» Exercise 1:
Please output the section of the camlock thread below that begins with the words containing "1) You want" and ends with "a bull switch?", copied verbatim.

» Passage to read:
(begin)

# Camlocks



## koncept (Oct 1, 2005)

I am now working at my college theatre and they loaned out thier portable dimmer pack and camlock extension cord. I am wondering according to the nec what is the correct ends per phase (3p+n+e). Also what is the correct way to rewire the camlock ends when the pack was returned the ends that go to our wall point had all been hacked off and shoved into a disconect with a screwdriver (so im told)

thanks in advance


----------



## inspector_gizmo (Oct 1, 2005)

Koncept, I am no expert when it comes to power distros and three phase, so please wait till somebody more experienced comes along to make sure what I am saying is correct but from what I read I'll try to help you out. 

PLEASE NOTE THAT THIS INFORMATION IS ONLY FOR YOUR CONVENIENCE, IF YOU ARE UNSURE ABOUT ANYTHING THAT YOU ARE DOING PLEASE HIRE A QUALIFIED ELECTRICIAN, THREE PHASE CAN KILL, AND WILL IF YOU ARE NOT CAREFUL. 

1) You want to know which cables connect to what? 

In a three phase system, green is ground, white is neutral, and red, blue, and black are your three phases of power, when connecting always connect from left to right, or ground, neutral, ph1, ph2, ph3.

2) From what you have said it sounds like when they borrowed your dimmers, you gave them your 3-phase feeder cable "extension cord" as well which had camlocks on both ends to connect your dimmers to a camlock outlet somewhere in your theatre, but when they returned it, they cut the camlocks off of one of the ends to connect them to a bull switch?

This is not only rude, but also illegal if your feeder "extenstion cord" was longer than 10 feet.

(end)

» The records:
(begin)

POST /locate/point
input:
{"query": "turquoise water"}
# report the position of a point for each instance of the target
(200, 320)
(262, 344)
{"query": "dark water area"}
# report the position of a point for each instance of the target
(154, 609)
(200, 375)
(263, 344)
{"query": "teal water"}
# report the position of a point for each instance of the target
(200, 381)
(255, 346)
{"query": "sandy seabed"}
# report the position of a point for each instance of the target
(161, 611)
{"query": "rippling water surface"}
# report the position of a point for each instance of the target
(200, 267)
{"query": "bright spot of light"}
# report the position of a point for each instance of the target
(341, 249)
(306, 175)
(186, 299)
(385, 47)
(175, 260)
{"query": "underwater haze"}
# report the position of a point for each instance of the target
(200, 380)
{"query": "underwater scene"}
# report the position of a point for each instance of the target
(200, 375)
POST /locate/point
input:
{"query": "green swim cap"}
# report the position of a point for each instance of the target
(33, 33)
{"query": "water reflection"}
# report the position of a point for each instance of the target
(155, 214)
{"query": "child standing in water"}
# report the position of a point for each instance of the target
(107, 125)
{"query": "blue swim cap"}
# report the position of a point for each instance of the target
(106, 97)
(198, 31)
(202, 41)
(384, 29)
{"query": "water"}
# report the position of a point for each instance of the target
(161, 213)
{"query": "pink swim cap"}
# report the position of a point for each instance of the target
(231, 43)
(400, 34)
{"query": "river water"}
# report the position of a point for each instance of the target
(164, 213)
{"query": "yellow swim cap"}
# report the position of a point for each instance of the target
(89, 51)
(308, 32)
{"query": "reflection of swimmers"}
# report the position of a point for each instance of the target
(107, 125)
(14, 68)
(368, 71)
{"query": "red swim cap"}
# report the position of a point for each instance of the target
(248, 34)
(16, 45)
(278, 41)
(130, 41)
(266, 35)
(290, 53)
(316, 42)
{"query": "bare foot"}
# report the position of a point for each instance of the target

(end)

» Exercise 2:
Tally the lines of the records above that contain the string "underwater" and give only that number.

» Written reply 1:
1) You want to know which cables connect to what? 

In a three phase system, green is ground, white is neutral, and red, blue, and black are your three phases of power, when connecting always connect from left to right, or ground, neutral, ph1, ph2, ph3.

2) From what you have said it sounds like when they borrowed your dimmers, you gave them your 3-phase feeder cable "extension cord" as well which had camlocks on both ends to connect your dimmers to a camlock outlet somewhere in your theatre, but when they returned it, they cut the camlocks off of one of the ends to connect them to a bull switch?

» Written reply 2:
2